*** Exercise material Section Begins ***

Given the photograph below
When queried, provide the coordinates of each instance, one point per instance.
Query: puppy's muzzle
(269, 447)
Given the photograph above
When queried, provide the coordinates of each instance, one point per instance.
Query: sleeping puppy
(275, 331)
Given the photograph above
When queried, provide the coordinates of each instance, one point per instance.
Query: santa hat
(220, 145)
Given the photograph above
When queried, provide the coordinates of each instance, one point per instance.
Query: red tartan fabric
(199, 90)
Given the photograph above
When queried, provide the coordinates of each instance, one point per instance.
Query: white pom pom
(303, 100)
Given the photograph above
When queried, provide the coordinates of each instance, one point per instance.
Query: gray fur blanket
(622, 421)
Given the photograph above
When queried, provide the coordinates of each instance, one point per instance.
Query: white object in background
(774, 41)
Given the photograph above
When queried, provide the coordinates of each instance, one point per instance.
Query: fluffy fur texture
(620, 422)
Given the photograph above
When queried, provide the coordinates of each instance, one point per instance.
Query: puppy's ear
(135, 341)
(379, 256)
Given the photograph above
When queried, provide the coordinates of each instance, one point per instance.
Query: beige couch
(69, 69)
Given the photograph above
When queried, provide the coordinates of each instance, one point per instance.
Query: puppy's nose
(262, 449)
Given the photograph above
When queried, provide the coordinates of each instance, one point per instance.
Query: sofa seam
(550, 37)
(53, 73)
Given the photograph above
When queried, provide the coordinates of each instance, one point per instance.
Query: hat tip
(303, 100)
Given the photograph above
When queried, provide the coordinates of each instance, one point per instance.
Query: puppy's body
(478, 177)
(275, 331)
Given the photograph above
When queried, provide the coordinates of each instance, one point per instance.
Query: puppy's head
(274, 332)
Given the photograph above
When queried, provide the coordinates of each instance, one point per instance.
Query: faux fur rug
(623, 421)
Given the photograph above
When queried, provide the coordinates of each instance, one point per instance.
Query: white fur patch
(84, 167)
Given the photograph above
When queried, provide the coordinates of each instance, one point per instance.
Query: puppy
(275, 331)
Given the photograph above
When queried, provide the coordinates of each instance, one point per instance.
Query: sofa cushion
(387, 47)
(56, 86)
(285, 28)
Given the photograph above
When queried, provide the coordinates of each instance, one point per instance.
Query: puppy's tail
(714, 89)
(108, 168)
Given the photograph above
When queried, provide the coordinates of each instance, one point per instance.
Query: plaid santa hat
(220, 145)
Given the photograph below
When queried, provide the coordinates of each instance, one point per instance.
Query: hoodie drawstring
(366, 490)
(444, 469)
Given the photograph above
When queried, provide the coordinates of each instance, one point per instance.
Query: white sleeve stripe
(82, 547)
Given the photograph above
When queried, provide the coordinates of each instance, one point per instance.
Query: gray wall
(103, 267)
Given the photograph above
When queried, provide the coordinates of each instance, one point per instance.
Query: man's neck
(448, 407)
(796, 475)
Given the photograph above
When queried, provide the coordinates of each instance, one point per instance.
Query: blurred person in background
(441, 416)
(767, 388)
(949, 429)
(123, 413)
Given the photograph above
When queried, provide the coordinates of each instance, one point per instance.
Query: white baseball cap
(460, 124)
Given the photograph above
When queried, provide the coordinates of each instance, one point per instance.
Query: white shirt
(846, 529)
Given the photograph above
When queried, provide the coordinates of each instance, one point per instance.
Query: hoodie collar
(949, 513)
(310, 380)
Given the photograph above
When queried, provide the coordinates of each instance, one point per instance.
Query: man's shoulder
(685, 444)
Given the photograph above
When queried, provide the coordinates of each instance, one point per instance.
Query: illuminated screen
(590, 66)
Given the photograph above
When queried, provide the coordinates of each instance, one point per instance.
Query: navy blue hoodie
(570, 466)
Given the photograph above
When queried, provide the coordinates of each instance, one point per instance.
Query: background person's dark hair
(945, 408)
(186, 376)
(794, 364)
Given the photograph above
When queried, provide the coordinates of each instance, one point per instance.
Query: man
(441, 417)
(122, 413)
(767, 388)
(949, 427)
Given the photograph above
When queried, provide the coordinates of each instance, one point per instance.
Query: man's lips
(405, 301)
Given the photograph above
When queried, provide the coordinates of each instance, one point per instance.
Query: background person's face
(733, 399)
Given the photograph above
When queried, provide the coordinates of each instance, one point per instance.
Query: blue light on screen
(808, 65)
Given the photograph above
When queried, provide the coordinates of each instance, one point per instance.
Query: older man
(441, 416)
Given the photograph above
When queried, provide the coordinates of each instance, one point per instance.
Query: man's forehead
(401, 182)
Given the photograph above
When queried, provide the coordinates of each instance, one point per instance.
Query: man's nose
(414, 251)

*** Exercise material Section Ends ***

Repeat each record exactly, leaving nothing out.

▸ Solved problem
Given the photograph below
When queried, provide the coordinates of each instance, one point per instance.
Query: puppy's muzzle
(269, 447)
Given the photograph above
When queried, provide the coordinates of each instance, one point per instance.
Query: sleeping puppy
(275, 331)
Given the photograph above
When queried, provide the coordinates of each instance, one point per instance.
Query: santa hat
(220, 145)
Given the photograph above
When queried, provide the coordinates of each instance, one point per instance.
Query: red tartan fabric
(199, 90)
Given the photograph above
When queried, provide the coordinates of each instance, one point per instance.
Query: white pom pom
(303, 100)
Given the photograph above
When queried, provide the coordinates of each instance, one point per instance.
Query: gray fur blanket
(622, 421)
Given the photograph above
When queried, provide the coordinates of each instance, one point per instance.
Query: white object in background
(774, 41)
Given the photograph above
When queried, provide the coordinates of each instance, one point per instance.
Query: fluffy fur texture
(620, 422)
Given the photograph above
When queried, provide the coordinates of each instance, one point per instance.
Query: puppy's ear
(135, 341)
(379, 256)
Given the photograph above
When queried, provide the coordinates of each instance, one point per instance.
Query: beige couch
(69, 69)
Given the photograph above
When queried, provide the coordinates of each instance, one point per instance.
Query: puppy's nose
(262, 449)
Given the photograph above
When queried, provide the coordinates of each instance, one point per instance.
Query: sofa seam
(550, 37)
(53, 73)
Given the photograph above
When queried, provide the coordinates of each instance, one point per instance.
Query: hat tip
(303, 100)
Given the photograph above
When queried, provide the coordinates of each instance, one point per instance.
Query: puppy's body
(478, 177)
(275, 331)
Given the photograph above
When queried, provide the coordinates of each instance, one point per instance.
Query: puppy's head
(274, 332)
Given the photograph above
When queried, provide the coordinates of each instance, one point per instance.
Query: faux fur rug
(623, 421)
Given the photograph above
When queried, provide the coordinates of each instance, one point per instance.
Query: white fur patch
(84, 167)
Given the photograph above
When queried, provide the coordinates of each instance, one point per instance.
Query: puppy
(275, 331)
Given the photograph above
When queried, provide the coordinates of each instance, one point per instance.
Query: sofa cushion
(387, 47)
(56, 86)
(285, 28)
Given the photograph above
When queried, provide the coordinates of each instance, one point per instance.
Query: puppy's tail
(714, 89)
(108, 168)
Given the photograph above
When queried, provide the coordinates of each instance, one point per instance.
Query: plaid santa hat
(220, 145)
Given the photograph below
When queried, provide the coordinates of each instance, one point per instance.
Query: hoodie drawstring
(366, 490)
(444, 469)
Given the photograph above
When queried, provide the coordinates of each instance, one point per instance.
Query: white sleeve stripe
(82, 547)
Given the photograph above
When queried, provide the coordinates of each instance, one point per instance.
Query: gray wall
(103, 267)
Given the photograph above
When queried, provide the coordinates of each instance, one point per instance.
Query: man's neck
(448, 407)
(796, 475)
Given the photograph above
When queried, provide the coordinates of each instance, one point per instance.
Query: blurred person in background
(441, 416)
(767, 388)
(949, 429)
(123, 413)
Given the photograph above
When queried, provide the coordinates of each instance, one point per instance.
Query: white baseball cap
(460, 124)
Given the photograph above
When queried, provide the coordinates of each instance, one point per instance.
Query: white shirt
(846, 529)
Given the photograph above
When queried, provide the coordinates of each instance, one point per instance.
Query: hoodie collar
(949, 513)
(310, 380)
Given the photograph above
When queried, provide the coordinates of each instance, one point per instance.
Query: man's shoulder
(685, 444)
Given the photograph above
When queried, provide the coordinates of each instance, one point per instance.
Query: illuminated screen
(590, 66)
Given the photograph above
When queried, provide the coordinates of each instance, one point per instance.
Query: navy blue hoodie
(570, 466)
Given the photograph above
When queried, provide the coordinates of each instance, one point per instance.
Query: background person's dark hair
(945, 408)
(186, 376)
(794, 364)
Given the photograph above
When queried, provide the coordinates of each instance, one point per instance.
Query: man
(441, 417)
(122, 413)
(767, 388)
(949, 427)
Given the photograph above
When queried, provide the coordinates of each instance, one point per instance.
Query: man's lips
(405, 301)
Given the photograph above
When queried, provide the coordinates of each instance, one point per instance.
Query: background person's face
(733, 399)
Given the photograph above
When queried, provide the coordinates of each instance, one point per instance.
Query: blue light on screen
(808, 65)
Given the photograph above
When queried, provide the coordinates of each instance, one point per instance.
Query: older man
(441, 416)
Given the photograph above
When queried, provide the coordinates of each instance, one point per instance.
Query: man's forehead
(401, 182)
Given the photograph above
When queried, provide the coordinates of each instance, one point per instance.
Query: man's nose
(414, 251)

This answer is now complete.